### [Instructions for the task]
Quote exactly, and only, the lines from the one with "I would appreciate it if you could identify the aquatic" through the end of the listing.

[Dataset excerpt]
▶
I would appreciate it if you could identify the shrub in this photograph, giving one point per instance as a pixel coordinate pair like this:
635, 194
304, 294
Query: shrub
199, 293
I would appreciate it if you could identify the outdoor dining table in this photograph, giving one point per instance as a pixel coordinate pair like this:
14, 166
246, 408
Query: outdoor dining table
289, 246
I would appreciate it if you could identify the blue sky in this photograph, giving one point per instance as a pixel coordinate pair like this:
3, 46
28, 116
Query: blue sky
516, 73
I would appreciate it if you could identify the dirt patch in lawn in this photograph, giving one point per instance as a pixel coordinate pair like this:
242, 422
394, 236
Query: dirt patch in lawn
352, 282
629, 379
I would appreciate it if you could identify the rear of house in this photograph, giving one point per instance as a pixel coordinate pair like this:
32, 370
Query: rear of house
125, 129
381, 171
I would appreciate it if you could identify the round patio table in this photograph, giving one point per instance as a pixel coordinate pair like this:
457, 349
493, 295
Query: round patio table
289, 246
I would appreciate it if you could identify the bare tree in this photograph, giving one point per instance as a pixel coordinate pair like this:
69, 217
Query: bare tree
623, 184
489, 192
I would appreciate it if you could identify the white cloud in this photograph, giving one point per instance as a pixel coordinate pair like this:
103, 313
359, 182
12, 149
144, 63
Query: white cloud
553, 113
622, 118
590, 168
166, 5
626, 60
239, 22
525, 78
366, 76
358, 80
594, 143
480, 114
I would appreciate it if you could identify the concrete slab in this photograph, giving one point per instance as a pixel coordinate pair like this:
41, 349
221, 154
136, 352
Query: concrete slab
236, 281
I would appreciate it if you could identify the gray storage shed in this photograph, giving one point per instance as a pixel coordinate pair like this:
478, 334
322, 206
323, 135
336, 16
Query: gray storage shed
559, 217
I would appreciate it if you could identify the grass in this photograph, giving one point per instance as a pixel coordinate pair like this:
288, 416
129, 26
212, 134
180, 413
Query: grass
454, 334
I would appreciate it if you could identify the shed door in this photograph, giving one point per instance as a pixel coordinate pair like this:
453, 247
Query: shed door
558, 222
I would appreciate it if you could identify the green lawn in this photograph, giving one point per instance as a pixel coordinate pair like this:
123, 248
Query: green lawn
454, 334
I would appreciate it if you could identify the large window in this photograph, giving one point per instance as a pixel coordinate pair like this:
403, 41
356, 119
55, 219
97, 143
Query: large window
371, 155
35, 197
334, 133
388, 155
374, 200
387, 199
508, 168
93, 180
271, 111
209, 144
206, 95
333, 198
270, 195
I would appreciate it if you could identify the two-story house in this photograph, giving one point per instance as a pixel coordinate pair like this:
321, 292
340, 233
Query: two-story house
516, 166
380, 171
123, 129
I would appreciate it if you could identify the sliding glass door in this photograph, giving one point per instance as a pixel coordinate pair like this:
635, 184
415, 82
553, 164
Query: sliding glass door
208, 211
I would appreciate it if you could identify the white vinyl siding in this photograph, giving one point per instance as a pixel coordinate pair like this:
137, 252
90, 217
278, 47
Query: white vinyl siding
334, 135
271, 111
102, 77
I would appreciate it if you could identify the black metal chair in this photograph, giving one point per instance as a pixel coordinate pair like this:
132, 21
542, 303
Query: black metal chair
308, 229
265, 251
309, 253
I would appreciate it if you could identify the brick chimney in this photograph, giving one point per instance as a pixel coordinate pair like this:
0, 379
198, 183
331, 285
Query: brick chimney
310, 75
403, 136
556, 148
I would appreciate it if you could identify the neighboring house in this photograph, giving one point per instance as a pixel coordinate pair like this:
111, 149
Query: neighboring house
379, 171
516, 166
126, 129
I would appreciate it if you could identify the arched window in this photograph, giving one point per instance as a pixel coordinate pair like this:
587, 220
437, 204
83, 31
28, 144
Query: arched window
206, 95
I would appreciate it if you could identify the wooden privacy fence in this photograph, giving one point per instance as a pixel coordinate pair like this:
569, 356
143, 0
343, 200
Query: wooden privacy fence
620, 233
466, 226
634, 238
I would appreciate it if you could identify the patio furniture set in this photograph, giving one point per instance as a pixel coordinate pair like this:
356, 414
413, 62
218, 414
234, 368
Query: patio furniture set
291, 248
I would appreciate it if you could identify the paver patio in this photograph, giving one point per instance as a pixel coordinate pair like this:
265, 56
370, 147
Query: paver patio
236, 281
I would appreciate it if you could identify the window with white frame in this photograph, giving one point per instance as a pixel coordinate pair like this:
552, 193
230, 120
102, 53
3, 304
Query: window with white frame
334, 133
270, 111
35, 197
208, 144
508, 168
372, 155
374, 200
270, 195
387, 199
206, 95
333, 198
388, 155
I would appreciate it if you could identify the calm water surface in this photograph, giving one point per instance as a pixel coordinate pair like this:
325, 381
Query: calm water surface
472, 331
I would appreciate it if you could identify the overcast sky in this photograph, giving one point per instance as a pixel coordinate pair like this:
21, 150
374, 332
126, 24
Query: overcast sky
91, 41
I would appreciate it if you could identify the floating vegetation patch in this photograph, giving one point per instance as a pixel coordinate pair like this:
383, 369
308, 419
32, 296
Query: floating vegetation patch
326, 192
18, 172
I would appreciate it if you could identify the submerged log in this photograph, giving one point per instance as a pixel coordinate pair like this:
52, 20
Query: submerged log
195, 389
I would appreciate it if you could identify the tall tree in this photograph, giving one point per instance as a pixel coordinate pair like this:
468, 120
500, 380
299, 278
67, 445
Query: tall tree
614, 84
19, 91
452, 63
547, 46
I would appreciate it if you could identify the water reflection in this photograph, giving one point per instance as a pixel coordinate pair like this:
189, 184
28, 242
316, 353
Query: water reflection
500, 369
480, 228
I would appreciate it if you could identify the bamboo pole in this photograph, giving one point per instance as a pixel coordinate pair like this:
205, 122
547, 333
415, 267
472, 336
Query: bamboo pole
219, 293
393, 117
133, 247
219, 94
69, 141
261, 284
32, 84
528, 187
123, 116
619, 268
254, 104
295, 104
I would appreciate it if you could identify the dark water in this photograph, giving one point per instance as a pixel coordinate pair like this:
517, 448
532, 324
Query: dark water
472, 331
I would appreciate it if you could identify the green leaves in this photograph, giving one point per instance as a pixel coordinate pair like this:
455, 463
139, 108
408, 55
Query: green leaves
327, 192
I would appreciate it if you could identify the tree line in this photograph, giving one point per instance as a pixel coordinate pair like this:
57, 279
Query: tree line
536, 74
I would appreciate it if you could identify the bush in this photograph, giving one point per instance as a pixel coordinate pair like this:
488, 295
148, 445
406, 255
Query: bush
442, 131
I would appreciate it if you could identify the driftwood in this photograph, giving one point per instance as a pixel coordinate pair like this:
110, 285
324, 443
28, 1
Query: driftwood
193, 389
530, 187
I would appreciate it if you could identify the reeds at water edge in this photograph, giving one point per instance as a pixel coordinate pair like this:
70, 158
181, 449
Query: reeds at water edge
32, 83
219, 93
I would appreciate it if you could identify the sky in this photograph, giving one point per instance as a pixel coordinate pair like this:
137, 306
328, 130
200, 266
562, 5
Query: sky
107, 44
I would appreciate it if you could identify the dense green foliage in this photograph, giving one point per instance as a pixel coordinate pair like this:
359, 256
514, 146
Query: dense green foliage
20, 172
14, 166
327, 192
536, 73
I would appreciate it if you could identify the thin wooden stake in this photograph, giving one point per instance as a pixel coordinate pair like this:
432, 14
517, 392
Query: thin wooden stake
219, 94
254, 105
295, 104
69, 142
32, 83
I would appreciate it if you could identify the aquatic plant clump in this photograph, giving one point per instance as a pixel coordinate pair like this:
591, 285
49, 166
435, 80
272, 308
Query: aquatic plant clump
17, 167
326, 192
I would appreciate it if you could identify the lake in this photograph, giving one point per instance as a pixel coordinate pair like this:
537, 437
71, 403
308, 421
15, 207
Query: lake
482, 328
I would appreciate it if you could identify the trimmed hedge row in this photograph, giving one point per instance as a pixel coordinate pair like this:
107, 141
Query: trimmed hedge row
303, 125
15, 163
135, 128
◀
### [Task result]
I would appreciate it if you could identify the aquatic plant clump in this photograph, giving one point per instance as a pixel coordinate pair like this:
591, 285
49, 166
435, 80
272, 308
Query: aquatic plant clump
17, 167
326, 192
I would appreciate it if you could identify the lake in this photograph, giving one point per instance as a pixel coordinate pair like this:
537, 437
71, 403
308, 421
15, 207
Query: lake
482, 328
I would appreciate it if you could identify the trimmed hedge row in this photograph, giving one point per instance as a pixel coordinate pair like this:
107, 141
Query: trimmed hedge row
303, 125
15, 163
135, 128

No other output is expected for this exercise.